▶ _SELECTED EXCERPT_
###

Montagu Chambers, in support of the rule. The evidence was admissible in mitigation of damages. The plaintiff has no right to claim substantial damages for the loss of a bargain which he knew the other party had no power to make. Hopkins v. Grazebrook proceeded on the ground of the deception practised by the vendor in holding out the estate as his own, when in point of fact he had not a shadow of title. In all cases of vendor and purchaser, there is an implied agreement that the vendor will take his chance of the title turning out good, and for that reason damages are not recoverable. It is stronger here, since the plaintiff 855knew that the defendant had a defective title. The principle of the decision in Flureau v. Thornhill (2 W. Bla. 1078) is applicable to the present case. [Alderson, B. In Flureau v. Thornhill, and Walker v. Moore (10 B. & C. 416), the defendants had reasonable ground for believing that they had a good title.] In Johnson v. Johnson (3 Bos. & P. 162), which was an action for money had and received to recover back the purchase-money of a parcel of land, from which the plaintiff was evicted in consequence of a defect of title, Lord Alvanley, C.J., said, that if he were to sue the vendors on the covenant to convey, he would only recover nominal damages.

PARKE, B.   The rule must be discharged. The defendant contracted to grant a good and valid lease, and the learned judge was right in rejecting evidence which would go to alter the contract admitted by the plea.

###

▶ _TASK STATEMENT_
Carry the court report on damages for a defective lease forward from its last sentence.

▶ _DATA_
###

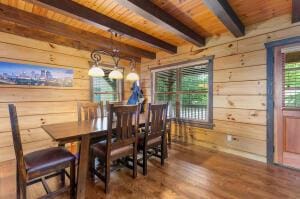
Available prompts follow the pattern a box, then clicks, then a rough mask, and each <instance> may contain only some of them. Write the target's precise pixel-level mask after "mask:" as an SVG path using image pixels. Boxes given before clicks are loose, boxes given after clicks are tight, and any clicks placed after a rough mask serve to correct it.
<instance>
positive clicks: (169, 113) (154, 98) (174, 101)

###

▶ _REPLY TO THE TASK_
The next question is, what damages is the plaintiff entitled to recover? The rule of the common law is, that where a party sustains a loss by reason of a breach of contract, he is, so far as money can do it, to be placed in the same situation, with respect to damages, as if the contract had been performed. The case of Flureau v. Thornhill qualified that rule of the common law. It was there held, that contracts for the sale of real estate are merely on condition that the vendor has a good title; so that, when a person contracts to sell real property, there is an implied understanding that, if he fail to make a good title, the only damages recoverable are the expenses which the vendee may be put to in investigating the title. The present case comes within the rule of the common law, and I am unable to distinguish it from Hopkins v. Grazebrook.

ALDERSON, B.   I am of the same opinion. The damages have been assessed according to the general rule of 856law, that where a person makes a contract and breaks it, he must pay the whole damage sustained. Upon that general rule an exception was engrafted by the case of Flureau v. Thornhill, and upon that exception the case of Hopkins v. Grazebrook engrafted another exception. This case comes within the latter, by which the old common-law rule has been restored. Therefore the defendant, having undertaken to grant a valid lease, not having any colour of title, must pay the loss which the plaintiff has sustained by not having that for which he contracted. 

PLATT, B.   Upon general principle, I cannot distinguish this case from Hopkins v. Grazebrook

Rule discharged.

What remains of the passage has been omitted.